#### Exercise task 1
Using the page on All and Any, explain in one to three sentences why defining x ∈ xs as Any (x ≡_) xs expresses membership in a list.

#### Page excerpt
>>>>>
{-# OPTIONS --cubical-compatible #-}
module Padova2025.ProvingBasics.Connectives.More where
All and Any
open import Padova2025.ProgrammingBasics.Lists open import Padova2025.ProvingBasics.Negation open import Padova2025.ProvingBasics.Equality.Base open import Padova2025.ProvingBasics.Equality.General open import Padova2025.ProvingBasics.Connectives.Existential
The predicate All P xs expresses that P
holds for all elements of the list xs.
data All {A : Set} (P : A → Set) : List A → Set where
[] : All P []
_∷_ : {x : A} {xs : List A} → P x → All P xs → All P (x ∷ xs)
The predicate Any P xs expresses that P
holds for at least one element of the list.
data Any {A : Set} (P : A → Set) : List A → Set where
here : {x : A} {xs : List A} → P x → Any P (x ∷ xs)
there : {x : A} {xs : List A} → Any P xs → Any P (x ∷ xs)
As an application, Any can be used to define the
membership predicate:
infix 4 _∈_ _∉_
_∈_ : {A : Set} → A → List A → Set
x ∈ xs = Any (x ≡_) xs
_∉_ : {A : Set} → A → List A → Set
x ∉ xs = ¬ (x ∈ xs)
Exercise:
satisfied : {A : Set} {P : A → Set} {xs : List A} → Any P xs → Σ[ x ∈ A ] P x
satisfied = {!!}
Exercise: All and Any as functors
All-map : {A : Set} {P Q : A → Set} {xs : List A} → ({x : A} → P x → Q x) → All P xs → All Q xs
All-map = {!!}
Any-map : {A : Set} {P Q : A → Set} {xs : List A} → ({x : A} → P x → Q x) → Any P xs → Any Q xs
Any-map = {!!}
Tabulation
tabulate : {A : Set} {P : A → Set} (xs : List A) → ({x : A} → x ∈ xs → P x) → All P xs
tabulate = {!!}
All distributes over append
All-++-left : {A : Set} {P : A → Set} {ys : List A} (xs : List A) → All P (xs ++ ys) → All P xs
All-++-left = {!!}
All-++-right : {A : Set} {P : A → Set} {ys : List A} (xs : List A) → All P (xs ++ ys) → All P ys
All-++-right = {!!}
infixr 5 _++ᴬ_
_++ᴬ_ : {A : Set} {P : A → Set} {xs ys : List A} → All P xs → All P ys → All P (xs ++ ys)
[] ++ᴬ ps' = {!!}
(p ∷ ps) ++ᴬ ps' = {!!}
Any distributes over append
Any-++-left : {A : Set} {P : A → Set} {xs : List A} {ys : List A} → Any P xs → Any P (xs ++ ys)
Any-++-left = {!!}
Any-++-right : {A : Set} {P : A → Set} {xs : List A} {ys : List A} → Any P ys → Any P (xs ++ ys)
<<<<<
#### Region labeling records
>>>>>
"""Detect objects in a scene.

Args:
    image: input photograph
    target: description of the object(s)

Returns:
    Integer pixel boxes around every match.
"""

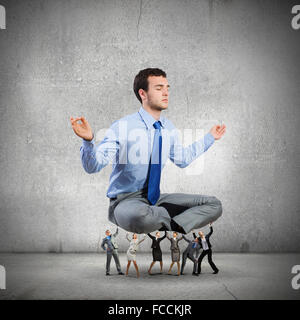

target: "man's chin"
[156,105,168,111]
<<<<<
#### Exercise task 2
Rescale the region labeling records above by writing out all of their lines again, requests included, with every bounding-box coordinate in the answers multiplied by 1.95 and rounded to the nearest whole number, halves rounded up. Leave the pictures out of your reply.

#### Worked solution 1
Any P xs expresses that P holds for at least one element of the list xs. With P taken as the predicate x ≡_, Any (x ≡_) xs states that at least one element of xs is equal to x, which is exactly what it means for x to be a member of xs.

#### Worked solution 2
"""Detect objects in a scene.

Args:
    image: input photograph
    target: description of the object(s)

Returns:
    Integer pixel boxes around every match.
"""


target: "man's chin"
[304,205,328,216]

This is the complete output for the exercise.